Input data
□ □ □ □ □

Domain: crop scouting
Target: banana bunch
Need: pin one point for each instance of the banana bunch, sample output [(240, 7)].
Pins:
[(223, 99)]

□ □ □ □ □

Rewrite the records above, changing every "banana bunch" to "fruit cluster" and leaving everything else as it is.

Domain: crop scouting
Target: fruit cluster
Need: pin one point for each instance of the fruit cluster, sample output [(240, 7)].
Pins:
[(223, 99)]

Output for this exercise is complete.